[Entries taken from a collection]
====

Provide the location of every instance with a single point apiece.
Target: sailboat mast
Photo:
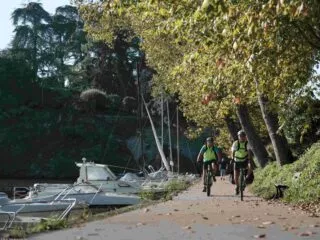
(140, 113)
(169, 132)
(162, 126)
(178, 148)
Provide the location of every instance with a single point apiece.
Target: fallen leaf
(314, 225)
(261, 226)
(140, 224)
(187, 227)
(304, 234)
(268, 223)
(260, 236)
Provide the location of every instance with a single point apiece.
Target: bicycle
(208, 179)
(242, 183)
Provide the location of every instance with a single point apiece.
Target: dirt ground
(193, 215)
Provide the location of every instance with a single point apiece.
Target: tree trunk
(232, 127)
(257, 146)
(279, 142)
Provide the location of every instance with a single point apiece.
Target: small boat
(86, 193)
(59, 208)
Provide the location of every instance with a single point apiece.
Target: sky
(8, 6)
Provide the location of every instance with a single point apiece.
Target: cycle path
(193, 215)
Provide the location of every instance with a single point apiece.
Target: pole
(140, 113)
(169, 132)
(162, 127)
(178, 148)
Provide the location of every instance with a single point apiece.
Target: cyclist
(241, 157)
(211, 155)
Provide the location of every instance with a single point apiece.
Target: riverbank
(193, 215)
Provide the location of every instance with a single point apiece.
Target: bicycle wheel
(241, 183)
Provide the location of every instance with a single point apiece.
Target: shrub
(113, 101)
(95, 99)
(305, 188)
(129, 104)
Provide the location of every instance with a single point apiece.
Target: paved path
(193, 215)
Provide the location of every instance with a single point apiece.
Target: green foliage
(95, 98)
(49, 225)
(305, 188)
(173, 187)
(113, 101)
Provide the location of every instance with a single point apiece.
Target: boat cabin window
(98, 173)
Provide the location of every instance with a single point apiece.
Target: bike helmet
(241, 133)
(210, 139)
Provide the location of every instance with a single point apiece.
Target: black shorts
(205, 164)
(242, 164)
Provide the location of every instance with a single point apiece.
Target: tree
(32, 33)
(245, 50)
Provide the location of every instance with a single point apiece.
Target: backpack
(215, 149)
(238, 147)
(245, 146)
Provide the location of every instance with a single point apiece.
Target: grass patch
(305, 189)
(171, 189)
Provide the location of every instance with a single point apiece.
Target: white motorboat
(83, 193)
(59, 208)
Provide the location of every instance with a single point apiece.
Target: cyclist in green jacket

====

# THE TASK
Exactly as written, return each line above and leave the pictures behind.

# RESULT OF THIS EXERCISE
Provide the location of every instance with a single point apiece.
Target: sailboat mast
Photo:
(140, 113)
(169, 132)
(162, 126)
(178, 148)
Provide the location of every instance with a single point apiece.
Target: fallen leaf
(314, 225)
(261, 226)
(140, 224)
(187, 227)
(304, 234)
(268, 223)
(260, 236)
Provide the location of every instance with a single point apiece.
Target: bicycle
(208, 179)
(242, 183)
Provide the location of every instance with a single point apiece.
Target: dirt ground
(193, 215)
Provide the location of every instance with a single point apiece.
Target: tree trunk
(232, 127)
(257, 146)
(279, 142)
Provide the location of every instance with a single point apiece.
Target: small boat
(86, 193)
(59, 208)
Provide the location of every instance with a single point apiece.
Target: sky
(8, 6)
Provide the location of every instance with a single point apiece.
Target: cycle path
(193, 215)
Provide the location of every instance with a single point apiece.
Target: pole
(140, 113)
(169, 132)
(162, 127)
(178, 148)
Provide the location of every instance with a single point apiece.
Target: cyclist
(241, 157)
(211, 155)
Provide the location of every instance with a single point apiece.
Target: riverbank
(193, 215)
Provide the location of every instance with a single point apiece.
Target: bicycle wheel
(241, 183)
Provide the location of every instance with a single point apiece.
Target: shrub
(113, 101)
(95, 99)
(305, 188)
(129, 104)
Provide the location of every instance with a single point apiece.
Target: paved path
(193, 215)
Provide the location of every instance with a single point apiece.
Target: green foliage
(95, 98)
(49, 225)
(305, 188)
(173, 187)
(113, 101)
Provide the location of every instance with a single point apiece.
Target: boat cabin window
(98, 173)
Provide the location of every instance with a single point apiece.
Target: bike helmet
(241, 133)
(210, 139)
Provide the location of every instance with a single point apiece.
Target: black shorts
(205, 164)
(242, 164)
Provide the location of every instance with a single point apiece.
Target: tree
(32, 33)
(245, 50)
Provide the location of every instance with a single point apiece.
Target: backpack
(215, 149)
(238, 147)
(245, 146)
Provide the location of every instance with a single point apiece.
Target: grass patch
(305, 189)
(171, 189)
Provide the location of every instance with a single point apiece.
Target: white motorboat
(83, 193)
(59, 208)
Provide the location of every instance with a single point apiece.
Target: cyclist in green jacket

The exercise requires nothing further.